Exercise prompt: Without changing a single word, output each entry.

Dataset records:
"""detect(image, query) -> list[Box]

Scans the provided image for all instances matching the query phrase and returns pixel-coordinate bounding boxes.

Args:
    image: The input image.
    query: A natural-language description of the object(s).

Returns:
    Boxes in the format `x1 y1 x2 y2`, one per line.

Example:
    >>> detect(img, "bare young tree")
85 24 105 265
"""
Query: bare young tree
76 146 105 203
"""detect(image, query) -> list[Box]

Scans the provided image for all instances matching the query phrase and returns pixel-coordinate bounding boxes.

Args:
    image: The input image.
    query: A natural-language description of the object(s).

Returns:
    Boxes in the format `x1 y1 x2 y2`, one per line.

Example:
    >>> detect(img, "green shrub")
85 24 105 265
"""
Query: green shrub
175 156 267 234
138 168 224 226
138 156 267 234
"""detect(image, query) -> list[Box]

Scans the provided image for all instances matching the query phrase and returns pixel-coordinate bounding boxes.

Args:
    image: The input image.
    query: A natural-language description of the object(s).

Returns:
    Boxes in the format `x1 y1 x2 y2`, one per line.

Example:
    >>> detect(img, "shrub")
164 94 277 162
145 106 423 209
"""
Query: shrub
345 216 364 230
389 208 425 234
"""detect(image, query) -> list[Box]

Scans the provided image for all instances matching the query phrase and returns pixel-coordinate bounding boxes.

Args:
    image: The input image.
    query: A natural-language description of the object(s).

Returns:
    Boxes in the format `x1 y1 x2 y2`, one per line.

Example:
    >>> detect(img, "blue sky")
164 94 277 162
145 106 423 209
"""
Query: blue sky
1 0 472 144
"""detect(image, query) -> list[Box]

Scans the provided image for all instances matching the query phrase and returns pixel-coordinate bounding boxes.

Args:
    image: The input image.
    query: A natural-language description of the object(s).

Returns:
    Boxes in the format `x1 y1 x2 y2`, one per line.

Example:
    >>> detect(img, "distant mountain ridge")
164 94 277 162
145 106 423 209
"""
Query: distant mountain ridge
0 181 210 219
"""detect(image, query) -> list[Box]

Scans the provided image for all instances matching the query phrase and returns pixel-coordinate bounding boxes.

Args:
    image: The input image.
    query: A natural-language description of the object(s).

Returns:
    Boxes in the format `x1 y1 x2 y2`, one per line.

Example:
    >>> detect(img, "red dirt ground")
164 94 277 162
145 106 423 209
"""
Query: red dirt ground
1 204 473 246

Task response:
"""detect(image, query) -> list[Box]

Scans the provided image for all instances matching the query phrase and returns pixel-coordinate bounding boxes.

Args:
    image: The input image.
    query: A natural-language description of the object(s).

Returns:
    Boxes in the format `x1 y1 x2 y2`, one per line.

Example:
    >>> detect(img, "bare young tree")
85 24 105 265
"""
Query: bare young tree
76 146 105 203
"""detect(image, query) -> list[Box]

Scans the provided image for all instances matching the query phrase and returns pixel-coordinate bounding boxes.

Args:
    image: The input image.
    query: A natural-language description of the object(s).

Returns:
    Boxes in the format `x1 y1 x2 y2`, one per line.

Example:
    >>> detect(img, "green shrub")
85 24 105 265
"""
Query: green shrub
175 156 267 234
138 168 224 226
138 156 267 234
"""detect(image, query) -> list[Box]

Scans the provided image for all instances matching the query phrase and returns pixel-coordinate bounding boxes.

Args:
    image: The input image.
    query: A natural-language description of the object(s).

Returns:
    Boxes in the format `x1 y1 x2 y2`, one per line.

Example:
    >>> detect(img, "shrub")
164 94 277 162
145 106 423 209
"""
Query: shrub
345 216 364 230
389 208 425 234
"""detect(image, query) -> list[Box]

Scans the provided image for all instances matching the query phrase and returns pixel-coordinate bounding boxes.

Args:
    image: The input image.
    query: A natural-language description of the object(s).

Returns:
    Boxes in the format `x1 y1 x2 y2`, one per line.

Example:
    >>> detect(img, "blue sky")
164 94 277 162
145 106 423 209
"""
Query: blue sky
1 0 472 144
"""detect(image, query) -> list[Box]

Scans the provided image for all instances matching the query phrase and returns pixel-coordinate bounding boxes.

Args:
    image: The input image.
    query: A natural-language description of the object(s).

Returns:
    Boxes in the format `x1 y1 x2 y2`, one per line.

Example:
    >>> detect(img, "distant mountain ridge")
164 94 277 162
145 106 423 209
"""
Query: distant mountain ridge
0 181 210 219
"""detect(image, query) -> list[Box]

Scans the provided image for all instances matching the query phrase and returns pixel-coordinate bounding boxes.

Args:
    image: The input image.
    query: A natural-language description of the object(s).

Returns:
    Boxes in the format `x1 y1 x2 y2`, one per line.

Example:
    >>> detect(img, "red dirt ground")
164 94 277 162
145 106 423 209
"""
Query: red dirt ground
1 204 473 246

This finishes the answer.